## SET EXERCISE A
Rewrite the game recap from "First-minute fumbles" through "past Ilya Samsonov.", replacing "Toronto" with "the Leafs".

## DOCUMENT EXCERPT
┌────────

First-minute fumbles

Any time you surrender a goal 19 seconds into the contest, you’re starting the game with one foot in the grave. That’s exactly what happened to Toronto when Owen Tippett wristed a shot from close to the blue line that found its way through a maze of bodies and past Ilya Samsonov.

That may have been a bad way to start the game, but you could argue what we witnessed to kick off the middle frame was worse. With Ilya Lyubushkin scratched because of an illness, Morgan Rielly was paired with T.J. Brodie. The duo started the second period and absolutely butchered an exit attempt that ultimately led to a Philly score 56 seconds into the stanza. In fairness to Rielly, his forwards kind of abandoned him as he looked to move the puck up the wall and out of the zone. Instead, he went horizontal with a pass to Brodie, who mishandled the puck. When he recovered, Brodie sent a backhand feed that missed Rielly and rolled behind the Leafs goal. By that point, the play had completely broken down from Toronto’s perspective and, moments later, Garnet Hathaway whipped a pass through the zone to the point, where Travis Sanheim was waiting to rip a shot past Samsonov.

└────────

(Dataset excerpt)
┌────────

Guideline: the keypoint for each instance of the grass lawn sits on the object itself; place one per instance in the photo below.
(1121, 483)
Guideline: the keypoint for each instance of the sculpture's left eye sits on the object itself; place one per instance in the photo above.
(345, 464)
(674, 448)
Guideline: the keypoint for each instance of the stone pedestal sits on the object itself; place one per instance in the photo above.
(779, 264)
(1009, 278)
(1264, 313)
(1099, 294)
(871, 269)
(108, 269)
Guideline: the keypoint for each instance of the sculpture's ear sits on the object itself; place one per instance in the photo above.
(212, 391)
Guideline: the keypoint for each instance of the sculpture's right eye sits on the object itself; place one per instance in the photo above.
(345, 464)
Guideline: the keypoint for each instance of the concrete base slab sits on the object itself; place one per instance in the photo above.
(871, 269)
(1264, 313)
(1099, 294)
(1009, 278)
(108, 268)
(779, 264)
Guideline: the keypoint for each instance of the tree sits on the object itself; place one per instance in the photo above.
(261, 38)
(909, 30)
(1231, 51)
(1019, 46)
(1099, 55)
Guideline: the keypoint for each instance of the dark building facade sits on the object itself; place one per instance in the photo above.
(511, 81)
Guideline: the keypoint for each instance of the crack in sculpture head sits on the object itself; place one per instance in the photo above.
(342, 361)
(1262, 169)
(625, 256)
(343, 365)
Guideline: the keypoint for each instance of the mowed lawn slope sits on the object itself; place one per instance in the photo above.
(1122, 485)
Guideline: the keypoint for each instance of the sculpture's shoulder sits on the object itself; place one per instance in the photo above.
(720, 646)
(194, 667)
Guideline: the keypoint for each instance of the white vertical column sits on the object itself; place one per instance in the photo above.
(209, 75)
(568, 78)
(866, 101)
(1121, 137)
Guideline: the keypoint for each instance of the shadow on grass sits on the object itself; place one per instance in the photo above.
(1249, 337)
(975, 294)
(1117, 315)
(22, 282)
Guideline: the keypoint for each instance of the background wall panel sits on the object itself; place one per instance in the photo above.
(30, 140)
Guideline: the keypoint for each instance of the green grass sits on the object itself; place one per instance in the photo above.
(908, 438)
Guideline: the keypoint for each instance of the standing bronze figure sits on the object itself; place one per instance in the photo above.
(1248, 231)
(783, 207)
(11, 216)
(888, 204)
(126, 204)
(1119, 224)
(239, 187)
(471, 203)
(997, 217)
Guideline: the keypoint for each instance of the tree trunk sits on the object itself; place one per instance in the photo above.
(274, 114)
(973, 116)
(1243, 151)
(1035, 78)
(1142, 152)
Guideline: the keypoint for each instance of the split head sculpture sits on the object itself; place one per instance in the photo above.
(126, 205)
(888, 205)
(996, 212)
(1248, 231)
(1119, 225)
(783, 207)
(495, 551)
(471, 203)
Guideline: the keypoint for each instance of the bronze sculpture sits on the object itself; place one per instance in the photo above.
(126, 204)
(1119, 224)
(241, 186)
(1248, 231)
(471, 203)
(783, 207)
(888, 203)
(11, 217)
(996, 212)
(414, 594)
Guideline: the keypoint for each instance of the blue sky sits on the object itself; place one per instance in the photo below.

└────────

## SET EXERCISE B
Transcribe the entries from the line that contains "Guideline: the keypoint for each instance of the mowed" through the line that contains "(1122, 485)".

## CORRECT OUTPUT A
First-minute fumbles

Any time you surrender a goal 19 seconds into the contest, you’re starting the game with one foot in the grave. That’s exactly what happened to the Leafs when Owen Tippett wristed a shot from close to the blue line that found its way through a maze of bodies and past Ilya Samsonov.

## CORRECT OUTPUT B
Guideline: the keypoint for each instance of the mowed lawn slope sits on the object itself; place one per instance in the photo above.
(1122, 485)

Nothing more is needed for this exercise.